#### [Your instructions]
Pull every line containing the word "below" from the records.

[Records for this task Boundary: Start]

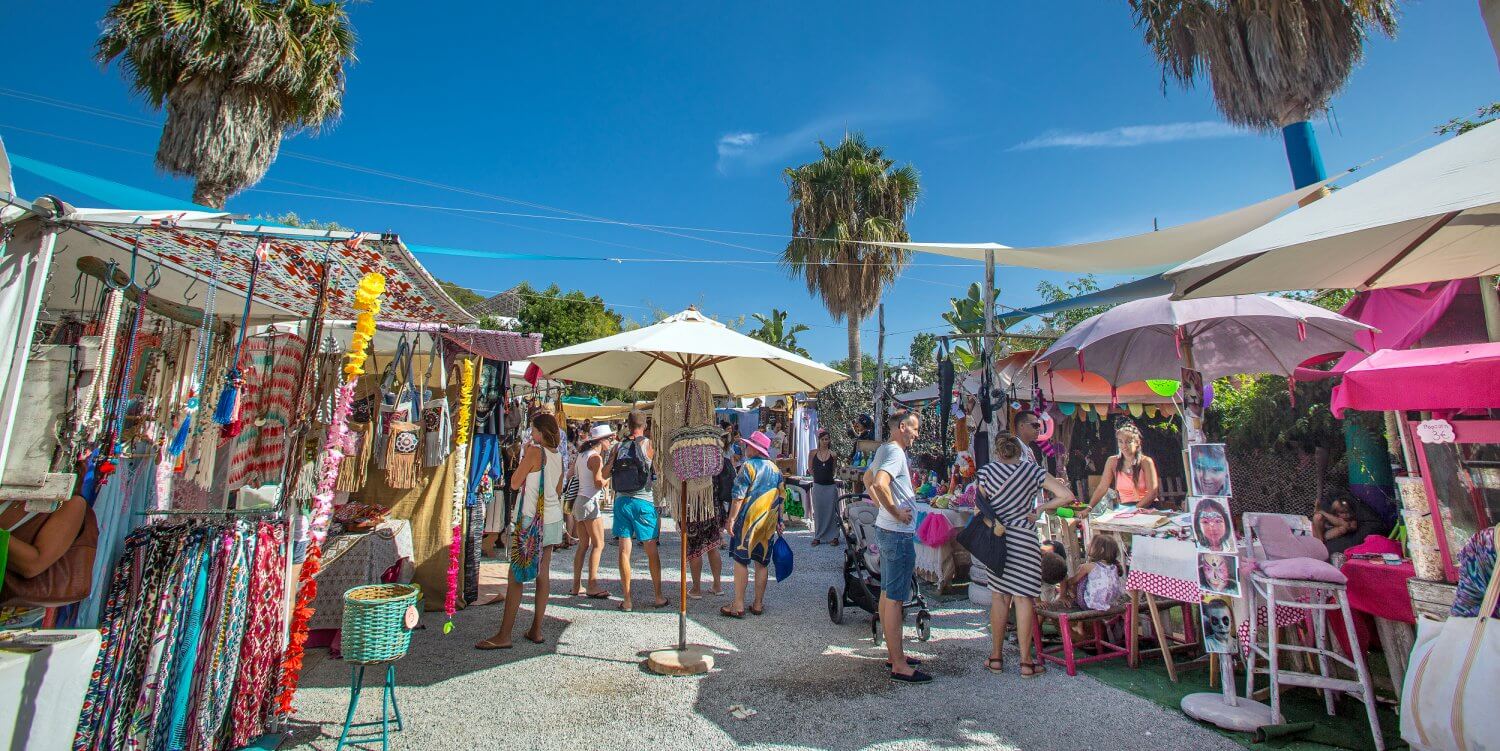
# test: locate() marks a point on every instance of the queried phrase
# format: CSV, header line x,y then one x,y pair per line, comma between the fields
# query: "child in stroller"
x,y
861,573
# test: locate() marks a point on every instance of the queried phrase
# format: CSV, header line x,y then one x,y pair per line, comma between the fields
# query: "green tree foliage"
x,y
234,77
1463,125
564,318
776,332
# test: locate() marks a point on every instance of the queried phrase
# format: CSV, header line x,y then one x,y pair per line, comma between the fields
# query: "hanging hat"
x,y
759,442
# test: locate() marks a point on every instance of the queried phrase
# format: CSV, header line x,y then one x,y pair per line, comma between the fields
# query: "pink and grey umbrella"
x,y
1218,336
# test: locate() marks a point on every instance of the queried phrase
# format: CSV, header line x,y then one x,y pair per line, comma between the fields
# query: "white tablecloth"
x,y
42,690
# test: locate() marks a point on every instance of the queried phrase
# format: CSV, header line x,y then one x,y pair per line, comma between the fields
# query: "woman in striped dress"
x,y
1008,486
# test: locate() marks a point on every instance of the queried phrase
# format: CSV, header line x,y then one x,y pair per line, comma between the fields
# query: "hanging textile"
x,y
191,636
672,412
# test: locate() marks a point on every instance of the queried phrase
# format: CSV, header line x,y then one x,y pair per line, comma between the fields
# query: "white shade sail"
x,y
1430,218
1148,252
650,359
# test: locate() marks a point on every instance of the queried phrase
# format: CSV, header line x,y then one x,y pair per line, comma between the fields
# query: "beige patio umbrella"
x,y
680,348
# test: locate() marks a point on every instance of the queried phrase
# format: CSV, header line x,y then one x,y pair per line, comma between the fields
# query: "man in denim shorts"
x,y
890,484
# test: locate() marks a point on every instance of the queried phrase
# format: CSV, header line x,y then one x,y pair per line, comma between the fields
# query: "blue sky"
x,y
1031,123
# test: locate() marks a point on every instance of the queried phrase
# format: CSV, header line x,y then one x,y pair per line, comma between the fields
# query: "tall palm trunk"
x,y
855,357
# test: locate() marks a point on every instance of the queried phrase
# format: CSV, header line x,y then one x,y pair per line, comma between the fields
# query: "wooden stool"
x,y
1322,597
1091,619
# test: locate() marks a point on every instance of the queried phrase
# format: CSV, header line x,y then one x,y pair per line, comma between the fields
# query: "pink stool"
x,y
1094,622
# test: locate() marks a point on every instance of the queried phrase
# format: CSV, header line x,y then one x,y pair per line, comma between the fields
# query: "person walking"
x,y
1008,486
756,513
539,478
636,517
710,544
588,525
888,481
825,492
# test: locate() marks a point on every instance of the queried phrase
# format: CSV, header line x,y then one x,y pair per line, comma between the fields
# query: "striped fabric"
x,y
1011,492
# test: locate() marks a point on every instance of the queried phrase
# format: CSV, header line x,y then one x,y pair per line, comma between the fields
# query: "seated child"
x,y
1100,582
1053,571
1335,525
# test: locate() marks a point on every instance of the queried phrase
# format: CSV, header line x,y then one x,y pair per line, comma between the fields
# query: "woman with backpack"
x,y
635,507
539,478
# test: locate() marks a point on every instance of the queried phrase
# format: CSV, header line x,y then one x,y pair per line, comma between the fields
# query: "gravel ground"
x,y
810,682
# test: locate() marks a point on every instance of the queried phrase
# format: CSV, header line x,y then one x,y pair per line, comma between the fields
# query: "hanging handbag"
x,y
525,544
396,399
1449,693
696,450
68,580
984,537
437,424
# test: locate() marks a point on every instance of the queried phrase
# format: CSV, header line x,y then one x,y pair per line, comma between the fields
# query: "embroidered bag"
x,y
696,450
525,546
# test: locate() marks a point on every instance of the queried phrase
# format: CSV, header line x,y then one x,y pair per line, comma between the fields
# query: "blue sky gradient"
x,y
1031,123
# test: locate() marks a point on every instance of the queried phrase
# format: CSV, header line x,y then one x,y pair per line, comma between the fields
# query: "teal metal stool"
x,y
377,631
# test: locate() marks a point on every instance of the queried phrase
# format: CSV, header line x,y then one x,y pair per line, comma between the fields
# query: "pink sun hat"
x,y
758,441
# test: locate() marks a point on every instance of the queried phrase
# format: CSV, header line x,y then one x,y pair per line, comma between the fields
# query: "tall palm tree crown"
x,y
234,77
1271,62
851,197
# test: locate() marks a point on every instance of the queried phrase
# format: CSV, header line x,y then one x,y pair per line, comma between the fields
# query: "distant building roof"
x,y
504,305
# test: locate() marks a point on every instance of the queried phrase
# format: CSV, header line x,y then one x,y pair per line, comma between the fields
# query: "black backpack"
x,y
632,469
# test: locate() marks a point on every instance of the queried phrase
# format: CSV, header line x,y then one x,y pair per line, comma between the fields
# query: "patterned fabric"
x,y
759,486
260,651
294,273
1011,492
1475,565
270,369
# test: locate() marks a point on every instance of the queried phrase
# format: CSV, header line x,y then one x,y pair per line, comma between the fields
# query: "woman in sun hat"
x,y
756,517
588,525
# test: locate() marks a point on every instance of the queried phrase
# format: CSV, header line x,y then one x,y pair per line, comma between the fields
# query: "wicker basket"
x,y
375,622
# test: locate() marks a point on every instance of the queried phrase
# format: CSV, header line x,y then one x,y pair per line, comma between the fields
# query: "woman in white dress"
x,y
539,478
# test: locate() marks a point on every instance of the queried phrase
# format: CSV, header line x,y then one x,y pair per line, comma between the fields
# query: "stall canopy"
x,y
1440,379
1430,218
1149,252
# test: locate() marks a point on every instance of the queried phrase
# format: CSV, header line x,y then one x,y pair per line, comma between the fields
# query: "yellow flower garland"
x,y
366,300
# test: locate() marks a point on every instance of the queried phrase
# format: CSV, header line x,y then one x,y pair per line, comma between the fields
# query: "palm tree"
x,y
234,77
851,197
776,333
1272,63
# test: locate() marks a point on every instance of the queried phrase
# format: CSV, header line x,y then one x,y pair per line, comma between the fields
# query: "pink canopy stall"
x,y
1439,378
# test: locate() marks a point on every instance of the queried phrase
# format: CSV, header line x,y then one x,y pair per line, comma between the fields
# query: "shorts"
x,y
587,508
635,519
897,562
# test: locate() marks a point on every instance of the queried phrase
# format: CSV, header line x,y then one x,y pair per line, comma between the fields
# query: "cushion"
x,y
1304,568
1278,541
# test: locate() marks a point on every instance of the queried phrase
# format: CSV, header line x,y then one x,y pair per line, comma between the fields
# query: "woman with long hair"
x,y
1008,486
1130,474
539,478
588,525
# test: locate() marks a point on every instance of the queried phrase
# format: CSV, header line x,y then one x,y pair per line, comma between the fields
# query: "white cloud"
x,y
1131,135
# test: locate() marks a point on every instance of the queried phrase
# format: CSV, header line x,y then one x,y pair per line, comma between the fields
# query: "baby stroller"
x,y
861,585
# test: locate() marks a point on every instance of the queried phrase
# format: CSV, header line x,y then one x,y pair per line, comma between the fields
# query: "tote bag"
x,y
1449,694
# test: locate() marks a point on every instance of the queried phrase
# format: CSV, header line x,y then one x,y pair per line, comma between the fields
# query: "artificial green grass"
x,y
1347,729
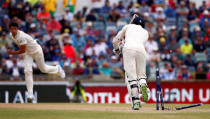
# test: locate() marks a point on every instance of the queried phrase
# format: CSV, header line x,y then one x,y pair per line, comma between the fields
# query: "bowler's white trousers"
x,y
28,71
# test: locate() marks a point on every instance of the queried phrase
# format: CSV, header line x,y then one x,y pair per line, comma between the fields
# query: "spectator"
x,y
69,50
155,56
100,47
182,10
53,25
185,37
159,15
78,93
143,8
106,8
91,68
101,60
184,74
186,48
170,75
116,66
50,6
206,15
151,45
42,29
170,12
190,63
203,7
200,71
91,17
173,46
78,41
43,16
4,43
96,5
165,56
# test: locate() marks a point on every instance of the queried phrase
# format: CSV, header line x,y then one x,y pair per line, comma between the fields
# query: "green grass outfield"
x,y
97,111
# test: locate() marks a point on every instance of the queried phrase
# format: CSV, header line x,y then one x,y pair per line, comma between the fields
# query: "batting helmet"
x,y
138,20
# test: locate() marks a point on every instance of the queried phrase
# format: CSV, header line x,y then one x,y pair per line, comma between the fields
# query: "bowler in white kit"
x,y
31,51
130,41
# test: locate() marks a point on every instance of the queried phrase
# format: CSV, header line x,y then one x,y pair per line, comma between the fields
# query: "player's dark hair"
x,y
13,24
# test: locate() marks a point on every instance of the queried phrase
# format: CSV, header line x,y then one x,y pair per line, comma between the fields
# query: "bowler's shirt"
x,y
24,39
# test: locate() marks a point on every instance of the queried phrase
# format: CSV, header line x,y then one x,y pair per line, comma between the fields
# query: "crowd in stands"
x,y
81,41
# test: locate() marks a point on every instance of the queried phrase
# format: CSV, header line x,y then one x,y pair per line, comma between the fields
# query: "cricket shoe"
x,y
144,92
30,98
136,106
61,72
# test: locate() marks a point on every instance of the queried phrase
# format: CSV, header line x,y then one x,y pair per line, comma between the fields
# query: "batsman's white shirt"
x,y
24,39
134,53
134,37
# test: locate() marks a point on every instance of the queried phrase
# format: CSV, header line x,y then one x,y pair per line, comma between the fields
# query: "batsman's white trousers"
x,y
28,63
134,64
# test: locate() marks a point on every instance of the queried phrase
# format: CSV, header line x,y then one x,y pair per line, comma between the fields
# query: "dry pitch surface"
x,y
97,111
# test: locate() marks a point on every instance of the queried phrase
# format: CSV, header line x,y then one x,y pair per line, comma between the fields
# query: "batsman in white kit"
x,y
31,51
130,41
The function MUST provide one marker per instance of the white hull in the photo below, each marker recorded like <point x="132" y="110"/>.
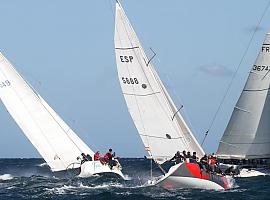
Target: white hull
<point x="249" y="172"/>
<point x="90" y="168"/>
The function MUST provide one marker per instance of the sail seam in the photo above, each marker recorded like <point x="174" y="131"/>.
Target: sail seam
<point x="161" y="137"/>
<point x="256" y="90"/>
<point x="141" y="94"/>
<point x="126" y="48"/>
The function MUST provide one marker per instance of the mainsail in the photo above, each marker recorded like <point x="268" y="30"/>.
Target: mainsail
<point x="51" y="136"/>
<point x="158" y="121"/>
<point x="248" y="132"/>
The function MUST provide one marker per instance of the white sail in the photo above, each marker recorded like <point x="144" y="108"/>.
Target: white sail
<point x="160" y="125"/>
<point x="50" y="135"/>
<point x="248" y="132"/>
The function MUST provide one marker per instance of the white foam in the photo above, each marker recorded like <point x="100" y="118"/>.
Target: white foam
<point x="5" y="177"/>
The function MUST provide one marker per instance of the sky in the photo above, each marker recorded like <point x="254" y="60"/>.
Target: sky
<point x="65" y="50"/>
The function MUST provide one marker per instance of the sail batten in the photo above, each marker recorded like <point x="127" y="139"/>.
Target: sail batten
<point x="247" y="134"/>
<point x="50" y="135"/>
<point x="149" y="104"/>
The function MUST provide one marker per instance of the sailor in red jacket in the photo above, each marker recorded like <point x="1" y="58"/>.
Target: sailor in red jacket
<point x="108" y="157"/>
<point x="97" y="156"/>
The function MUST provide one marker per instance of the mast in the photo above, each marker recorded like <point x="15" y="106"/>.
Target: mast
<point x="161" y="127"/>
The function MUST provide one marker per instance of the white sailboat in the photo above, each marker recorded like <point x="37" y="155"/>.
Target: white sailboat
<point x="160" y="125"/>
<point x="50" y="135"/>
<point x="246" y="140"/>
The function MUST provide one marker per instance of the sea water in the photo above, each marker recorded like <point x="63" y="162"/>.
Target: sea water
<point x="32" y="179"/>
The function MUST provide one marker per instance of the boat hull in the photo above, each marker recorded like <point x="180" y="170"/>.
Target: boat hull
<point x="244" y="171"/>
<point x="189" y="175"/>
<point x="90" y="168"/>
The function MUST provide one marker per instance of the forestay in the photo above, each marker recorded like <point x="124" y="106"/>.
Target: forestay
<point x="248" y="132"/>
<point x="50" y="135"/>
<point x="160" y="125"/>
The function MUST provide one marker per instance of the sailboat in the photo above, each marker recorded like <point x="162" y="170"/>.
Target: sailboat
<point x="56" y="142"/>
<point x="246" y="139"/>
<point x="160" y="125"/>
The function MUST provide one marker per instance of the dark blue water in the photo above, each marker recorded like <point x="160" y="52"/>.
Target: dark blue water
<point x="31" y="179"/>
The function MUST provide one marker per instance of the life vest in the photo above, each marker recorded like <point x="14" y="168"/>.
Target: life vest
<point x="212" y="161"/>
<point x="96" y="156"/>
<point x="108" y="155"/>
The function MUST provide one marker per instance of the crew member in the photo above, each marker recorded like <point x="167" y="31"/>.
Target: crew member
<point x="109" y="158"/>
<point x="97" y="156"/>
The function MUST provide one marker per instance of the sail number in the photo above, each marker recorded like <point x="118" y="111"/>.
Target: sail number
<point x="261" y="67"/>
<point x="130" y="80"/>
<point x="127" y="59"/>
<point x="4" y="83"/>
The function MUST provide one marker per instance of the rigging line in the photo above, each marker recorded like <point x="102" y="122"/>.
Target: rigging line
<point x="233" y="77"/>
<point x="177" y="112"/>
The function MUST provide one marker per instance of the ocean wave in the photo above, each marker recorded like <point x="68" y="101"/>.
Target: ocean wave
<point x="5" y="177"/>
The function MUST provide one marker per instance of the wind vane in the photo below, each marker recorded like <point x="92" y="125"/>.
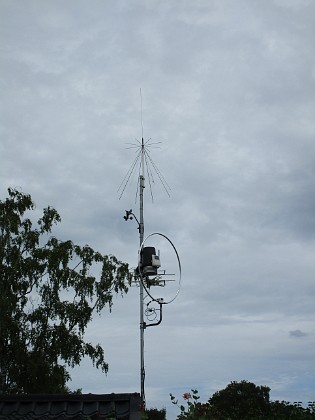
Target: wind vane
<point x="149" y="274"/>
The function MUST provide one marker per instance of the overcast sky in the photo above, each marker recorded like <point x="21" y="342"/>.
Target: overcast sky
<point x="228" y="88"/>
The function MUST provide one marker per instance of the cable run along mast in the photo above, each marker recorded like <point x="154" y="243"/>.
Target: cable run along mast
<point x="147" y="274"/>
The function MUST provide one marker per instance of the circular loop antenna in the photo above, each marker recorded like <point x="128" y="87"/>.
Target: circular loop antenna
<point x="164" y="302"/>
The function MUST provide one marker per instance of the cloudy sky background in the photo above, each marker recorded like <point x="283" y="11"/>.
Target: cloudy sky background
<point x="228" y="87"/>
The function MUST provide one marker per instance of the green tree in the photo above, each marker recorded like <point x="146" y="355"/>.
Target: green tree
<point x="48" y="295"/>
<point x="241" y="400"/>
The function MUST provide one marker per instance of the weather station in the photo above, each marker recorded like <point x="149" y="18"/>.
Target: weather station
<point x="158" y="271"/>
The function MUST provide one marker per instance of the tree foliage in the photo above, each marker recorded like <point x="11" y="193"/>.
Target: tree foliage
<point x="241" y="401"/>
<point x="48" y="296"/>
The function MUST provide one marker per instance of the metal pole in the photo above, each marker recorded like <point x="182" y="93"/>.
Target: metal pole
<point x="142" y="324"/>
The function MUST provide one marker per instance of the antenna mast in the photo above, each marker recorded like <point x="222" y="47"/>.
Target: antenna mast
<point x="142" y="275"/>
<point x="141" y="234"/>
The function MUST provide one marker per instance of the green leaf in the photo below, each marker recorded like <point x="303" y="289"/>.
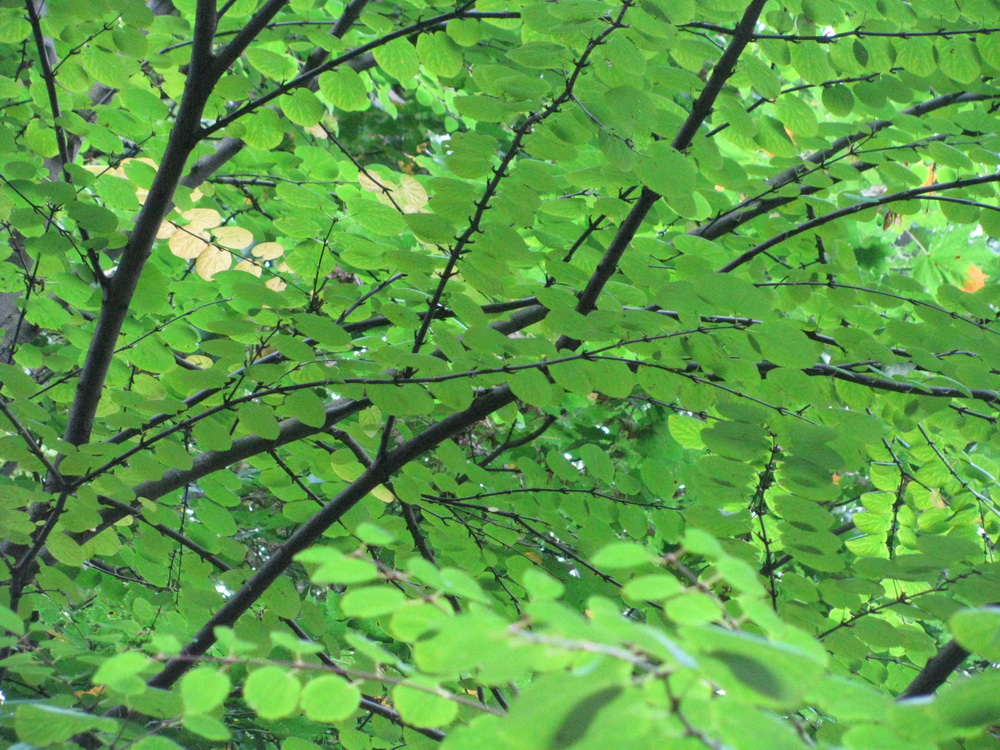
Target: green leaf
<point x="345" y="89"/>
<point x="273" y="692"/>
<point x="302" y="107"/>
<point x="421" y="708"/>
<point x="978" y="630"/>
<point x="439" y="54"/>
<point x="371" y="601"/>
<point x="399" y="59"/>
<point x="329" y="699"/>
<point x="203" y="690"/>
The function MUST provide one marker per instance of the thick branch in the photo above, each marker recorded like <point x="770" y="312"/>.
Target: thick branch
<point x="118" y="295"/>
<point x="936" y="671"/>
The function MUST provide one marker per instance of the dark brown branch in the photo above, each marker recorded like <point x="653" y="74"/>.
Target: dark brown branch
<point x="819" y="221"/>
<point x="858" y="33"/>
<point x="304" y="78"/>
<point x="756" y="206"/>
<point x="119" y="292"/>
<point x="228" y="54"/>
<point x="936" y="671"/>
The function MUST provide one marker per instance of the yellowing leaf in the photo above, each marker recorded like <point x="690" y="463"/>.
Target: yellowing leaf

[Records for this task Boundary: End]

#### [Response box]
The function MUST provide one marker per instance of the white hull in the photo below, each marker recorded like <point x="132" y="110"/>.
The function MUST provide one marker per instance of the wind vane in the photo below, each marker recorded like <point x="92" y="125"/>.
The function MUST provide one marker per instance of the green leaf in the photo below, each marker recorded like <point x="303" y="289"/>.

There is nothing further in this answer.